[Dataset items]
----------
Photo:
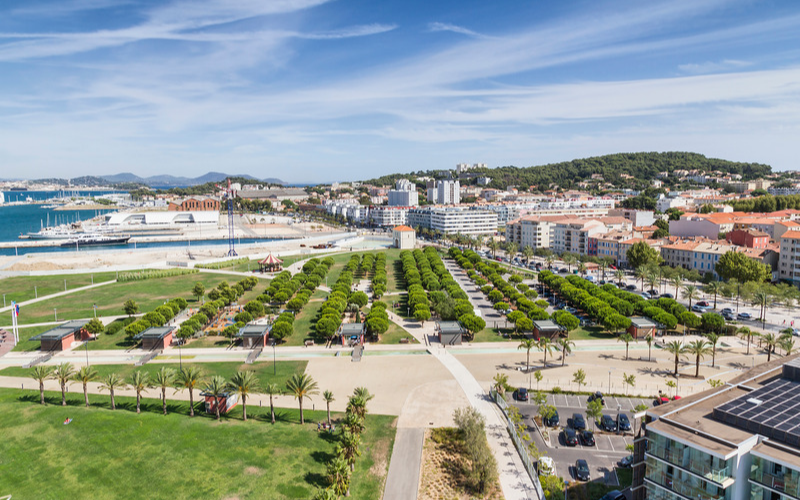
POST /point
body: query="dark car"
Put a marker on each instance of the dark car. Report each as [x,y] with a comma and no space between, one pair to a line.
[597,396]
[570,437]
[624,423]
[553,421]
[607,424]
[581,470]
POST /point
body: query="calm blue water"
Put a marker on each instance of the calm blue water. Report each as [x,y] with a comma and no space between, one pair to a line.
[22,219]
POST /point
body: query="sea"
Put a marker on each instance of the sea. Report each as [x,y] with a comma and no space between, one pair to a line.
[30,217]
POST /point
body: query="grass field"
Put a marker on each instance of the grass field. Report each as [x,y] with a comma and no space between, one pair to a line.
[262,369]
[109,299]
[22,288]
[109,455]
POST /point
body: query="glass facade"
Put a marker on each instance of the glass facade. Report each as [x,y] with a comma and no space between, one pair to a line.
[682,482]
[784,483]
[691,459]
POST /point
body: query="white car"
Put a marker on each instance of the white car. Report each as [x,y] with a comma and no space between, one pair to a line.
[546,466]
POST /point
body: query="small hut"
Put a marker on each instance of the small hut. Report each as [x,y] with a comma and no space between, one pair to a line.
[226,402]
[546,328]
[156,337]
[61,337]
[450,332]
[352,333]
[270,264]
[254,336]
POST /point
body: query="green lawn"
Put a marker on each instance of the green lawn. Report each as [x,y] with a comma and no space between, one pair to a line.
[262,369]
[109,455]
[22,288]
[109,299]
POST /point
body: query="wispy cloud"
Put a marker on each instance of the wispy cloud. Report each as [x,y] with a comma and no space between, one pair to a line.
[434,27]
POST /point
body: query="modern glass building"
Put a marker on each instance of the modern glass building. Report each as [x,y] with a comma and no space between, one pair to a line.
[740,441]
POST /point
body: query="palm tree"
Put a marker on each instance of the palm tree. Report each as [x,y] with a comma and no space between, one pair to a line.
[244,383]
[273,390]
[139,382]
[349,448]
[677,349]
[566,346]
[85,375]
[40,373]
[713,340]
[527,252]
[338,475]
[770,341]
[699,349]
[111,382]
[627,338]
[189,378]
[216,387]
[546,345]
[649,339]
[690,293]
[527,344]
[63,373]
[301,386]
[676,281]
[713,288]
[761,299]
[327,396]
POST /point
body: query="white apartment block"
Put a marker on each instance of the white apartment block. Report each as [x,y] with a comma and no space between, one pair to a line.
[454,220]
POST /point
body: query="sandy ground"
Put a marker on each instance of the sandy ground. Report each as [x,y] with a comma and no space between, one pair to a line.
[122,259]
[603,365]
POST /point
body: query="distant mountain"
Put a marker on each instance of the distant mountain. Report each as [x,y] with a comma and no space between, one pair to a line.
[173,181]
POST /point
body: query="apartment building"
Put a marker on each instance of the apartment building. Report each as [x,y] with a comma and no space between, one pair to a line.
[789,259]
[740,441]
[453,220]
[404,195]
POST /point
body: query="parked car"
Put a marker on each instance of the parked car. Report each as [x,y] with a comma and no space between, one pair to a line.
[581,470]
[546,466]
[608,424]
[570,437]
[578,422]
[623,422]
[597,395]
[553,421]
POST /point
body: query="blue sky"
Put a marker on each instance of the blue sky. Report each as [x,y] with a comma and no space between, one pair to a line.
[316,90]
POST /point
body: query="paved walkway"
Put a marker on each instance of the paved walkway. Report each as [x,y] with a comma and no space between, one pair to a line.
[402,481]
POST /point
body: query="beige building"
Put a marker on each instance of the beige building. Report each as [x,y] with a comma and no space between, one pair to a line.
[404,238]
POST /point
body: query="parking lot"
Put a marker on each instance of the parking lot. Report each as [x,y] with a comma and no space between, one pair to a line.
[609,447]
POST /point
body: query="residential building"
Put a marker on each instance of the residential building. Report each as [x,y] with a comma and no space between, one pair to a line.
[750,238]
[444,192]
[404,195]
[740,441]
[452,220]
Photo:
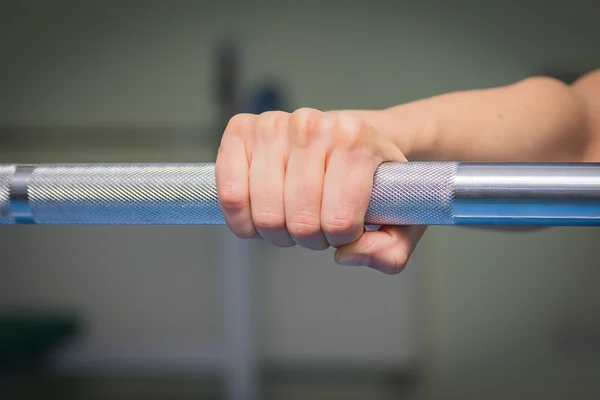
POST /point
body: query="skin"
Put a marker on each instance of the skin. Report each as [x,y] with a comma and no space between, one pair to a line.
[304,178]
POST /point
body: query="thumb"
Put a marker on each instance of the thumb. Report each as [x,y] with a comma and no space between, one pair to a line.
----------
[WHAT THE TASK REQUIRES] Reading through the records above, report each line in which the string "thumb" is found.

[EXERCISE RESULT]
body: query="thumb"
Put a marker on each instance of the thumb. Report each as [x,y] with a comma and no space between, one pair to a line.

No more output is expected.